* _Excerpt provided_:
What We Need and Definitely Don’t Need from the Indo-Pacific Economic Framework

The Indo-Pacific Economic Framework for Prosperity sounds good. Who doesn’t want prosperity? It’s a U.S.-led idea, bringing in 13 economies in Asia – including rising economic powerhouse India. The focus is on trade, supply chains, clean-energy policy and manufacturing, and taxes. Some on Capitol Hill, like Senator Mike Crapo (R-ID), ranking member of the Senate Finance Committee, want it to be a free trade deal with market access for U.S. goods and services. That committee’s jurisdiction includes trade agreements, tariffs and import quotas.  Perhaps unbeknownst to Sen. Crapo, IPEF countries like India and tiny Brunei Darussalam are not interested in such things.

So what is the IPEF, why would we need it, and what should it never become? CPA chief economist Jeff Ferry gives his view as what Washington should focus on within this new framework, officially announced by President Biden in Tokyo in May.

Trade is “pillar one” of the four main pillars for IPEF, but judging by how the White House describes it, they are using every buzzword imaginable to entice any and all stakeholders — they say they want free and fair trade. How is free and fair trade possible with countries whose labor costs are lower, among other things?

Jeff: That’s right. True free and fair trade is impossible with countries like India, South Korea, and Japan that provide a wide range of incentives, subsidies, and controls to encourage their own domestic business and consumers to buy locally-made products, not American-made products. IPEF should not include trade. We lose when we engage in so-called free trade with Asian countries that operate this sort of export-led economic policy at home.

The second most important issue for IPEF is supply chains. Again, judging by what the White House is saying, the supply chain issue is focused mainly on diversity of supply within that region. And creating some sort of AI-powered platform that would warn member states of shortages and bottlenecks ahead of time. All roads, however, still point Eastward when it comes to supply chains. None of this seems to be about the U.S. even being a partner in those supply chains, other than a buyer.  Doesn’t Washington need to change that message a bit, to show that we can be on the supply side of that chain, rather than just on the demand side.

(Dataset records on where objects are located)
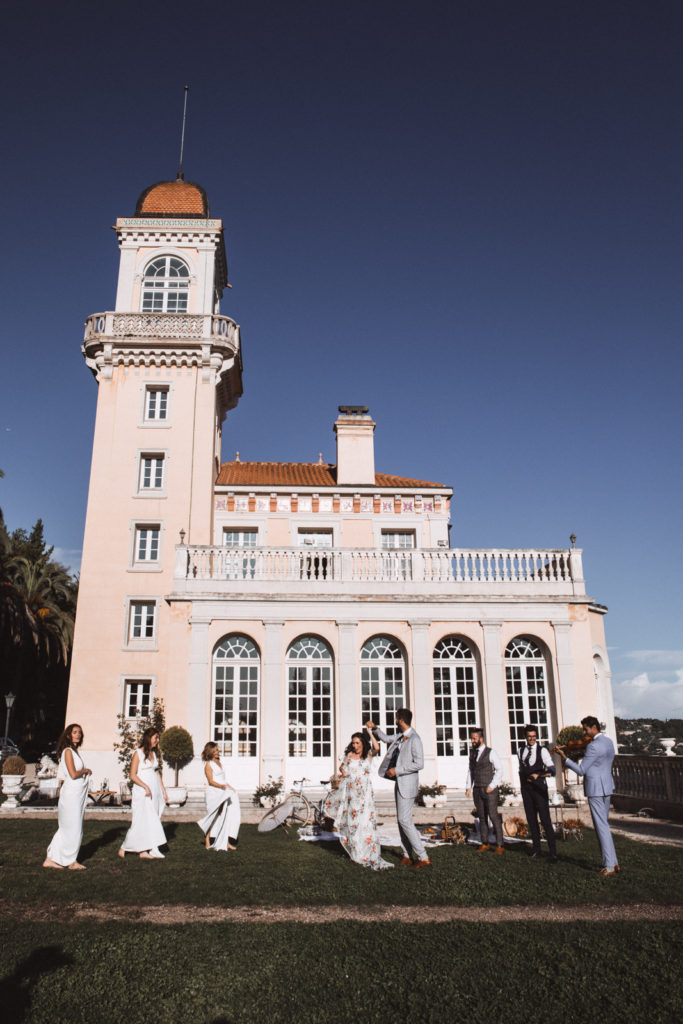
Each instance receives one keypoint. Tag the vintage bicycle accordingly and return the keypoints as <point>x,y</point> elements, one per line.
<point>297,811</point>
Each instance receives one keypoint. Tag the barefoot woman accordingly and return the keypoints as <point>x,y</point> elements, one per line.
<point>62,851</point>
<point>221,823</point>
<point>146,833</point>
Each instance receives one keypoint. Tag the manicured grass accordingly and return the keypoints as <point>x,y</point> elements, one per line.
<point>342,972</point>
<point>279,868</point>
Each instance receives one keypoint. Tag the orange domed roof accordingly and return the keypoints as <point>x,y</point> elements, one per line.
<point>173,199</point>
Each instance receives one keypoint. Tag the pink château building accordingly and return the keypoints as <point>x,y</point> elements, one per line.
<point>274,606</point>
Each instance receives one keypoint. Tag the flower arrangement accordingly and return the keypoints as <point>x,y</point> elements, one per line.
<point>13,765</point>
<point>429,791</point>
<point>269,790</point>
<point>573,741</point>
<point>515,827</point>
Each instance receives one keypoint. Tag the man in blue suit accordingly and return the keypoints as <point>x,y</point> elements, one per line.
<point>598,786</point>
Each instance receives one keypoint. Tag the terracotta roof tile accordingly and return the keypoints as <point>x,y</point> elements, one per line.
<point>303,474</point>
<point>175,199</point>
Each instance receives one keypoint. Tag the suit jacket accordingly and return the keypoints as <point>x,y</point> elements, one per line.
<point>411,760</point>
<point>596,767</point>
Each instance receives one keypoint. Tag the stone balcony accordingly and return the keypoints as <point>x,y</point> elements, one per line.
<point>210,342</point>
<point>160,327</point>
<point>428,572</point>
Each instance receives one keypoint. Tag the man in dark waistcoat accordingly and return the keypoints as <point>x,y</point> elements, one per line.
<point>536,765</point>
<point>483,778</point>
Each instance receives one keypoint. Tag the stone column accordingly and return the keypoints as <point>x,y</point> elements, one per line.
<point>348,686</point>
<point>272,702</point>
<point>423,700</point>
<point>199,693</point>
<point>497,731</point>
<point>567,711</point>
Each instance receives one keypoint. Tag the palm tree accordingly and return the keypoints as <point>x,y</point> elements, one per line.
<point>48,595</point>
<point>37,612</point>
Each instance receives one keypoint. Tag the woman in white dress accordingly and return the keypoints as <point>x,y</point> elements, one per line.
<point>221,823</point>
<point>352,807</point>
<point>146,833</point>
<point>62,851</point>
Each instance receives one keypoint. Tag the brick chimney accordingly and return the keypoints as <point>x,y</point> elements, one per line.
<point>355,445</point>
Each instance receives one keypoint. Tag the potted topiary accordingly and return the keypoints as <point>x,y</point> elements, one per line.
<point>176,745</point>
<point>13,769</point>
<point>432,796</point>
<point>267,794</point>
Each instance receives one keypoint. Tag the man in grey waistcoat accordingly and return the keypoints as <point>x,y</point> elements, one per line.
<point>483,778</point>
<point>402,762</point>
<point>598,786</point>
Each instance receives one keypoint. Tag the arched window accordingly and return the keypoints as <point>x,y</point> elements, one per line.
<point>309,698</point>
<point>527,695</point>
<point>166,286</point>
<point>382,681</point>
<point>236,681</point>
<point>456,706</point>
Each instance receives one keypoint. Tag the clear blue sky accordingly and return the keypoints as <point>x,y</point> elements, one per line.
<point>464,215</point>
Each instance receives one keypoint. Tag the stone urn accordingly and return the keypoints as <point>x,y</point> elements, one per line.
<point>11,786</point>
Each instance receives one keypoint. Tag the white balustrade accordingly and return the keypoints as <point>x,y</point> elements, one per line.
<point>429,566</point>
<point>136,325</point>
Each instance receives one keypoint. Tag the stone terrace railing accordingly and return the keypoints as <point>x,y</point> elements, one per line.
<point>548,570</point>
<point>126,325</point>
<point>648,778</point>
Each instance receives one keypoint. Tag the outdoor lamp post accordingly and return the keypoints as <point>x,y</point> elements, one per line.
<point>9,700</point>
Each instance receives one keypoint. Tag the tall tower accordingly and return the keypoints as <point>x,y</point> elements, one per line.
<point>168,369</point>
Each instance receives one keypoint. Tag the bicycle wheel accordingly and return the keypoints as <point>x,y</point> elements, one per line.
<point>300,814</point>
<point>275,816</point>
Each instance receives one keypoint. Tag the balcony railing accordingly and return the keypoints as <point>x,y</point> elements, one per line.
<point>549,570</point>
<point>126,325</point>
<point>649,779</point>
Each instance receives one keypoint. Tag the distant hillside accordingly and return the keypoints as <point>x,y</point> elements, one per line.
<point>641,735</point>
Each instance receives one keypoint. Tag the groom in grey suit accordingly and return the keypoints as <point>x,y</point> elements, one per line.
<point>598,786</point>
<point>403,760</point>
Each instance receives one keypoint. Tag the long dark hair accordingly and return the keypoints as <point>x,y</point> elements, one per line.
<point>364,739</point>
<point>145,741</point>
<point>66,740</point>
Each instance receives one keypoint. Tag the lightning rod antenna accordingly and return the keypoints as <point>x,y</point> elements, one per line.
<point>182,134</point>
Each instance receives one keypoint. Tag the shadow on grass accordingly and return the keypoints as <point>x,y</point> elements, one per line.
<point>170,828</point>
<point>110,838</point>
<point>15,989</point>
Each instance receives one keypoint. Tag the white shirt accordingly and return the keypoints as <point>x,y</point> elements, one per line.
<point>545,756</point>
<point>498,768</point>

* _Exercise details_: According to the article on the Indo-Pacific Economic Framework, where and when did President Biden officially announce the framework?

* _Correct answer_: In Tokyo, in May.